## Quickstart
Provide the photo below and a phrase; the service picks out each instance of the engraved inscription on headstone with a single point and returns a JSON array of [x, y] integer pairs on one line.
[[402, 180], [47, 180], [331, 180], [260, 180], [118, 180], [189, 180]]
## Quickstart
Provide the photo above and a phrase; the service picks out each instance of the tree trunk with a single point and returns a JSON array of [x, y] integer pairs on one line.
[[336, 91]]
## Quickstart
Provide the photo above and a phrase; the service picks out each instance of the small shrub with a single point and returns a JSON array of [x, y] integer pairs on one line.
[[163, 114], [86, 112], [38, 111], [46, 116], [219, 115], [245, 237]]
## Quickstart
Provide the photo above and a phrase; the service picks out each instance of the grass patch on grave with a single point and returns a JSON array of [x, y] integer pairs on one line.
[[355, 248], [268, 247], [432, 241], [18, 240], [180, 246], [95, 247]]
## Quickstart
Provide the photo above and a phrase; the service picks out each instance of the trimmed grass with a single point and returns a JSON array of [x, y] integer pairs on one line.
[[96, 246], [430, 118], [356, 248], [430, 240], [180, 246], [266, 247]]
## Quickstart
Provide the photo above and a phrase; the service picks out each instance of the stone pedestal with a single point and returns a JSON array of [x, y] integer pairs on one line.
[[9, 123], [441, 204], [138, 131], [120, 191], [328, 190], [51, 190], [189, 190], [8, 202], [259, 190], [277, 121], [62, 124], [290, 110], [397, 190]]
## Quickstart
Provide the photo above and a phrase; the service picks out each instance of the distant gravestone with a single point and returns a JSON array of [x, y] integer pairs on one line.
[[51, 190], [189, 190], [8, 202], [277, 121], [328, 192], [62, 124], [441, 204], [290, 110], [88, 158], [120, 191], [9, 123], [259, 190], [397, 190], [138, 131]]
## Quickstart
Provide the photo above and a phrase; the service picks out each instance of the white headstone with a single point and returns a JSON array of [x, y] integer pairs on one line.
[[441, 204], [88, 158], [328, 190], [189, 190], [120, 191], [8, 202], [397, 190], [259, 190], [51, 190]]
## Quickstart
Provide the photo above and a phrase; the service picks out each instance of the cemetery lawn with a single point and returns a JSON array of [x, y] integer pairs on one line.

**The task**
Present all of the lines above as a numbered list, leaving out any blank lines.

**Solution below**
1. ## Quickstart
2. Provide the photo below and a phrase; the service picks out each instance of the engraved inscription on headstone with a single point and returns a JSON array of [x, y] integer pairs on one line.
3. [[402, 180], [47, 180], [331, 180], [260, 180], [118, 180], [189, 180]]
4. ## Quickstart
5. Provide the photo above and a phrase; the service picks out each instance of the tree trunk with a single point and returns a JSON array of [x, y] integer pairs on one line.
6. [[336, 91]]
7. ## Quickstart
8. Provide the photo above and a phrase; the service picks out each instance of the small shrub with a single point and returns a JSON array of [x, y] integer pairs on one line.
9. [[163, 114], [86, 112], [38, 111], [46, 116], [219, 115], [245, 237]]
10. ## Quickstart
11. Provide the photo above and a phrase; the service picks out each instance of the grass patch on grave with a single point and returns a JSON array of [x, y] integer pairs on one line.
12. [[355, 248], [268, 247], [432, 241], [18, 240], [180, 246], [95, 247]]
13. ## Quickstart
14. Provide the photo above and a phrase; the service picks out each instance of the trimmed grass with a single point and returns a JSON array of [x, y] integer pairs on one line.
15. [[96, 246], [430, 118], [356, 248], [430, 240], [180, 246], [266, 247]]
16. ## Quickstart
17. Provide the photo above and a phrase; the service picks out each instance of the stone pedestal with a single point and returns a JSON array of [x, y] integer pairs on one line.
18. [[9, 123], [441, 204], [138, 131], [120, 191], [328, 190], [51, 190], [189, 190], [8, 202], [259, 190], [277, 121], [62, 124], [290, 110], [397, 190]]
19. ## Quickstart
20. Provide the photo above and a phrase; the service picks out each instance of the distant gravestone with a single point and returns a JSON array of [x, y] integer pairs on one line.
21. [[51, 190], [189, 190], [8, 202], [277, 121], [328, 192], [62, 124], [441, 204], [290, 110], [88, 158], [120, 191], [9, 123], [259, 190], [397, 190], [138, 131]]
22. ## Quickstart
23. Provide the photo above and a phrase; the service picks out each instance of the white headstone with a single point and returns a JSON array of [x, y] integer pairs on one line.
24. [[441, 204], [88, 158], [328, 190], [189, 190], [120, 191], [8, 202], [397, 190], [259, 190], [51, 190]]
25. ## Quickstart
26. Provide the photo above and a phrase; the service picks out each instance of the cemetery lawn with a single point and returns a JSON array of [x, y] integer pairs on one line.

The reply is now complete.